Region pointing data
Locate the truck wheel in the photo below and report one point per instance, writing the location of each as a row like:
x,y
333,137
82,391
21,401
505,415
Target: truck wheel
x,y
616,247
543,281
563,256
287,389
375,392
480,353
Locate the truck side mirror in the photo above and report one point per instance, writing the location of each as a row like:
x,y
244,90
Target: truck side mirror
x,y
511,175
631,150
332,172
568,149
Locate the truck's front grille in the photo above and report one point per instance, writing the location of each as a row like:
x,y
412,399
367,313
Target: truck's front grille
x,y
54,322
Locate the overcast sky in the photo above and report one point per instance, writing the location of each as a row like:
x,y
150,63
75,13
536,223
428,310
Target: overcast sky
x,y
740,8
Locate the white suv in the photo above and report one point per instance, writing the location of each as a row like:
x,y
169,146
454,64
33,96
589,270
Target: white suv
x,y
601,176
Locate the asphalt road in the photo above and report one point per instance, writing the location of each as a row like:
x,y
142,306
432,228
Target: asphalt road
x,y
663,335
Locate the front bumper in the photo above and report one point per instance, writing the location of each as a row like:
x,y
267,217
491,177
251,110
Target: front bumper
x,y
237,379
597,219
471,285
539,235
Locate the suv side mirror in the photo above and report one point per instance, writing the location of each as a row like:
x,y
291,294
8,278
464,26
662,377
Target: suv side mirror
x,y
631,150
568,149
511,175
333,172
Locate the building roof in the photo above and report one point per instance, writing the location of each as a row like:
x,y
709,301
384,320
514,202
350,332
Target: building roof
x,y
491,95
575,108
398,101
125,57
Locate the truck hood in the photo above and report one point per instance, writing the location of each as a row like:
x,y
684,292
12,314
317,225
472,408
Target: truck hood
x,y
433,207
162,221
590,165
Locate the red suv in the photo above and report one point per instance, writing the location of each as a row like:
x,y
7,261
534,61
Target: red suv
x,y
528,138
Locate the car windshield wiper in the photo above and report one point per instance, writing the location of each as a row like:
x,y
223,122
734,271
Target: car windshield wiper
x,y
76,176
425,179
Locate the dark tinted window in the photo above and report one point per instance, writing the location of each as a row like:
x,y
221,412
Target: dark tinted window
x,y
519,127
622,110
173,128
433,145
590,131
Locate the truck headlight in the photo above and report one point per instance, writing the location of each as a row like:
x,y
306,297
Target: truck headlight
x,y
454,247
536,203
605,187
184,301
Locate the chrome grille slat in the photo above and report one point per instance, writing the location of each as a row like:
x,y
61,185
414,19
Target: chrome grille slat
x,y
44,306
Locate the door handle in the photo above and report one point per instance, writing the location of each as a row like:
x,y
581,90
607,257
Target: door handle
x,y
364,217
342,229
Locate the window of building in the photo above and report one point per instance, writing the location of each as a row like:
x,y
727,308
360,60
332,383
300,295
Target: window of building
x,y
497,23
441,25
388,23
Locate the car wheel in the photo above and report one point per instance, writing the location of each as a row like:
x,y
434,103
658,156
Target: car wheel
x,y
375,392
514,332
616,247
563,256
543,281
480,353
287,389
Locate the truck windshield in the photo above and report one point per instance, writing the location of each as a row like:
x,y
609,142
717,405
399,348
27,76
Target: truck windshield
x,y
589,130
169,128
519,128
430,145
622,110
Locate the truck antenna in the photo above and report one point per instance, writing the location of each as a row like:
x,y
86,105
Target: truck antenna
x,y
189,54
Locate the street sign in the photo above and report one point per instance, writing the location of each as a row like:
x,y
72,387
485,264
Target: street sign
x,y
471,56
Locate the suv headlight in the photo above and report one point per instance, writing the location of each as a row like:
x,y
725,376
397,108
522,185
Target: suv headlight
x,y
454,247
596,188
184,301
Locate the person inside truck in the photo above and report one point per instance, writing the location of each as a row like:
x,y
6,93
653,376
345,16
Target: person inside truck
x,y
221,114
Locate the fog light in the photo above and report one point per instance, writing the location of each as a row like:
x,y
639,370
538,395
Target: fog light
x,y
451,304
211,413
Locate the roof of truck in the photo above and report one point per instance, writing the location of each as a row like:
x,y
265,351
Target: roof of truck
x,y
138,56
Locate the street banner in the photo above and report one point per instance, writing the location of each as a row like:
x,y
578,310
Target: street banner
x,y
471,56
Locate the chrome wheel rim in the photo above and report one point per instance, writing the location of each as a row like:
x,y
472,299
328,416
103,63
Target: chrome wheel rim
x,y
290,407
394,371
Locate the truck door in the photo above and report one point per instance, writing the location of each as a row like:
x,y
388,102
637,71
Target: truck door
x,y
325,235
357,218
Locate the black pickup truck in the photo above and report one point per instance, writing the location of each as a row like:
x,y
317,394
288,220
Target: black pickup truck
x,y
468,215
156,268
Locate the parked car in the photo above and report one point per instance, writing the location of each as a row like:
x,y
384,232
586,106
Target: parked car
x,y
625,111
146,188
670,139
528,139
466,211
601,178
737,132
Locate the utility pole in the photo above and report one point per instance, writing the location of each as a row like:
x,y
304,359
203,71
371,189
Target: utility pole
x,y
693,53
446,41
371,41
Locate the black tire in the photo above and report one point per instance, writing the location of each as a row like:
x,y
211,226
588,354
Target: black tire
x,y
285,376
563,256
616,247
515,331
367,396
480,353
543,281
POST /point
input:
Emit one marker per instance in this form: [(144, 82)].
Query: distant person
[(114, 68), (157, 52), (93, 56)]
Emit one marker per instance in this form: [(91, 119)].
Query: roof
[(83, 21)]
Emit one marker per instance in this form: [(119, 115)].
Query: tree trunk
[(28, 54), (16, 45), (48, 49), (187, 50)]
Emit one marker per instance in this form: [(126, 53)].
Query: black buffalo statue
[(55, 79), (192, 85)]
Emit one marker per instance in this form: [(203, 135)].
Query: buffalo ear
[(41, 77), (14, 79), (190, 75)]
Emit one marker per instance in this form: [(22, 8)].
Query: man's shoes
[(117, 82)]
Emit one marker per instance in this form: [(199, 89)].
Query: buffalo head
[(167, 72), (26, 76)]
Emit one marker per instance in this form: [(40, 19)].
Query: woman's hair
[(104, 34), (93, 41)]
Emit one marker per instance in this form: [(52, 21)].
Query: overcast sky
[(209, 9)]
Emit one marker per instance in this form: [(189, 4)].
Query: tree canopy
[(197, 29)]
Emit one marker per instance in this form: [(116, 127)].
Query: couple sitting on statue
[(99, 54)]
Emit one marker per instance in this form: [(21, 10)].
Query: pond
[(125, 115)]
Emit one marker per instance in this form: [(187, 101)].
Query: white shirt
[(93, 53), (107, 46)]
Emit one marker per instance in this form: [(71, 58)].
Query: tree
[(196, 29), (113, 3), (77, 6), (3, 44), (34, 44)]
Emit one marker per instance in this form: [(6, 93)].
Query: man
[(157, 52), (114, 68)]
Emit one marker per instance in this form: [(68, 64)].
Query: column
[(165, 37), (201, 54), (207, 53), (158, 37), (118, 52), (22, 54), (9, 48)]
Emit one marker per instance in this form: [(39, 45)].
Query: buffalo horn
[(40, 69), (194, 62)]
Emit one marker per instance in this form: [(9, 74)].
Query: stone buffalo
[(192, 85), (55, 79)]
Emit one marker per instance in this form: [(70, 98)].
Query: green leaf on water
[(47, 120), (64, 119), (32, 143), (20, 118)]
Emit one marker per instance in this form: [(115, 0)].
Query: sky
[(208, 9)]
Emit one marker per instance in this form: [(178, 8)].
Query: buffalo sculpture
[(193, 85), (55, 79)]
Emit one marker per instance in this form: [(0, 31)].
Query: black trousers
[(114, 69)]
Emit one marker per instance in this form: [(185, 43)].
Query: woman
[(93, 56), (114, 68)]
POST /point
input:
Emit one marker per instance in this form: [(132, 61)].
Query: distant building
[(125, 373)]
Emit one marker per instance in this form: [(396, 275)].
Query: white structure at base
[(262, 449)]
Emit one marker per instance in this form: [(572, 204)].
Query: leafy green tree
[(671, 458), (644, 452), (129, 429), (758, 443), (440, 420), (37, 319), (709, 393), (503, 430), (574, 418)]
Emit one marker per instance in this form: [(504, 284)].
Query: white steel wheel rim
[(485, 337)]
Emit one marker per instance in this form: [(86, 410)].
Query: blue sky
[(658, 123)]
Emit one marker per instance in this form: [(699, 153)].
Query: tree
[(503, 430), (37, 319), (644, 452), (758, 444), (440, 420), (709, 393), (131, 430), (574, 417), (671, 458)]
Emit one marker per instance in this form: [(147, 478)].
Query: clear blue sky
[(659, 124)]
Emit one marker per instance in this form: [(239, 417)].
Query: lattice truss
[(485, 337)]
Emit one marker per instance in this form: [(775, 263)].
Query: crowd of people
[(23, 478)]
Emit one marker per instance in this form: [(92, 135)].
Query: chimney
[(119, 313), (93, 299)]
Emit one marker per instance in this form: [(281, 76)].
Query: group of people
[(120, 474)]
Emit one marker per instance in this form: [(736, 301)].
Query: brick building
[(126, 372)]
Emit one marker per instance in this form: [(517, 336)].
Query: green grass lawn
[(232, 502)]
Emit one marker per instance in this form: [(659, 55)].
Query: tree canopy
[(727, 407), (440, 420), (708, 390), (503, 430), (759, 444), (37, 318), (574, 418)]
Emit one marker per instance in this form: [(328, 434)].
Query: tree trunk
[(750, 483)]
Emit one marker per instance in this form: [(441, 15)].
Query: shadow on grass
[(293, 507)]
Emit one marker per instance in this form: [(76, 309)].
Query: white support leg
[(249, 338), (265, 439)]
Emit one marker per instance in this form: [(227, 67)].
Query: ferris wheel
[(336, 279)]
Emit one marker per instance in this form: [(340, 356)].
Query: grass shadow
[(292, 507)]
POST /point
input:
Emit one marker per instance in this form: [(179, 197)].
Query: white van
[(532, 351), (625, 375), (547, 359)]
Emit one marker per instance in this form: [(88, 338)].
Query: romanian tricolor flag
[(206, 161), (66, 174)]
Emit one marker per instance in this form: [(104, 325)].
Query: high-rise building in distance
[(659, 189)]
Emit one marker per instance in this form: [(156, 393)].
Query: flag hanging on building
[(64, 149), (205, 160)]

Instructions to follow: Please return only the lines above, starting at the line that has "Query: lattice truss" and ending at the line that has "Emit one marker per instance in this form: [(156, 393)].", keeping both and leaving each one unchanged.

Final answer:
Query: lattice truss
[(485, 337)]
Emit one marker per instance in this form: [(775, 263)].
Query: crowd of people
[(23, 478)]
Emit one marker per instance in this form: [(92, 135)].
Query: chimney
[(119, 313), (93, 299)]
Emit one marker per instance in this form: [(281, 76)].
Query: group of people
[(120, 474)]
Emit one marker per instance in this form: [(736, 301)].
Query: brick building
[(126, 372)]
Emit one marker per instance in this form: [(517, 336)].
Query: green grass lawn
[(232, 502)]
Emit one marker per instance in this form: [(659, 55)].
Query: tree canopy
[(727, 407), (440, 420), (708, 390), (503, 430), (759, 444), (37, 318), (574, 418)]
Emit one marker per instance in this form: [(328, 434)].
Query: tree trunk
[(750, 483)]
Emit one marker per instance in this form: [(441, 15)].
Query: shadow on grass
[(293, 507)]
Emit one marker per instance in this form: [(76, 309)].
Query: white support leg
[(249, 338), (265, 439)]
Emit one marker per instance in this form: [(227, 67)].
Query: ferris wheel
[(336, 279)]
Emit one marker per instance in this form: [(340, 356)].
Query: grass shadow
[(292, 507)]
POST /point
input:
Emit one marker per instance in this form: [(179, 197)].
Query: white van
[(532, 351), (625, 375), (547, 359)]
Emit one marker per instance in this form: [(88, 338)].
Query: romanian tricolor flag
[(206, 161), (66, 174)]
Emit one marker per instance in this form: [(104, 325)].
Query: high-rise building in distance
[(659, 189)]
Emit one marker per instance in this form: [(156, 393)].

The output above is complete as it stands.